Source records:
┏━━
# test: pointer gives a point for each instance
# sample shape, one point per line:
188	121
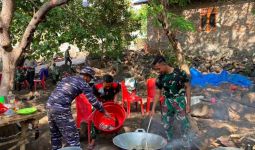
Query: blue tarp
213	79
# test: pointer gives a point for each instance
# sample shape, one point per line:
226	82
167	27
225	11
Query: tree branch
5	20
36	20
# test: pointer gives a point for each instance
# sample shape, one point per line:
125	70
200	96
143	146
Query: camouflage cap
88	70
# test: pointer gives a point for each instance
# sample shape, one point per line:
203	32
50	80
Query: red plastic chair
151	92
84	112
130	98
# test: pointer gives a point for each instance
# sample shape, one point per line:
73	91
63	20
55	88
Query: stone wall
232	42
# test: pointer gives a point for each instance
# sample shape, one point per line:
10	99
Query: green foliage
180	23
102	29
175	21
142	16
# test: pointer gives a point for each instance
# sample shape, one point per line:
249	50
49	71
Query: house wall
234	37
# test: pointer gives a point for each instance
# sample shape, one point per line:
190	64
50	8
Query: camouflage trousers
174	110
62	125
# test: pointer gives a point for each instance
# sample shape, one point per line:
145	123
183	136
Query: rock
201	111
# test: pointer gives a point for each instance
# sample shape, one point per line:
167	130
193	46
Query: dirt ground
232	114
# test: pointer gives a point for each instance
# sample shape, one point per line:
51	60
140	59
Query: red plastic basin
2	108
118	117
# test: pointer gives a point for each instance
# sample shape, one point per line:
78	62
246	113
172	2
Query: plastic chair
151	92
84	112
130	98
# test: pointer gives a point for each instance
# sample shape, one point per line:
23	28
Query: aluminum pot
139	140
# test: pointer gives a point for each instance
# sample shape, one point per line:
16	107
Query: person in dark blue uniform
61	122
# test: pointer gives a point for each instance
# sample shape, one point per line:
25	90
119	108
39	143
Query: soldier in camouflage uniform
59	103
175	85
┗━━
Exercise requirements: Write out the material above once more, exactly as it reads, with no pictures.

Solution to the problem:
# test: pointer gives a point for each instance
# sample shape, one point per line:
188	121
Query: blue tarp
213	79
# test: pointer gives a point for each instance
# sample shape, one point per line:
226	82
167	27
225	11
Query: tree branch
5	20
36	20
# test: pointer gives a point for each instance
# sample shape, one point per line:
125	70
200	96
143	146
Query: camouflage cap
88	70
# test: pointer gives a point for each instance
# sample shape, one point per line:
203	32
50	80
Query: red plastic chair
151	92
84	112
130	98
# test: pointer gives a point for each instance
# sample shape, one point per line:
73	91
63	20
55	88
Query: stone wall
232	42
# test: pointer gives a point for each instance
# sample shape, one point per line:
10	99
Query: green foliage
180	23
102	29
175	21
142	16
# test: pointer gives a point for each instance
# sample shape, one point per line:
249	50
49	71
Query: house wall
234	37
# test: pointer gives a point for each instance
# sample shape, one point per line:
190	64
50	8
Query: camouflage trousers
174	110
62	125
# test: pointer gives a point for each instance
# sample shape, one point per line:
145	123
183	136
Query: rock
201	111
# test: pointer gives a point for each instance
# sample shape, one point per line:
167	130
193	46
Query: dirt ground
232	114
# test: pointer gives a point for each instance
# sample shape, one point per line:
51	60
140	59
Query: red plastic basin
2	108
118	117
# test: pointer gives a point for each instance
# sample shape, one point per line:
78	62
246	113
172	2
Query: plastic chair
151	92
84	112
130	98
# test: pointer gives a point for each instance
# sample shape, one point per line:
23	28
Query: aluminum pot
139	140
# test: pointer gives a point for each instance
# sample shape, one point per line:
16	107
Query: person in dark blue uniform
61	122
# test: pointer gives a point for each instance
# sample shape, one point per line:
25	90
119	108
39	143
Query: soldier in camouflage uniform
59	103
175	85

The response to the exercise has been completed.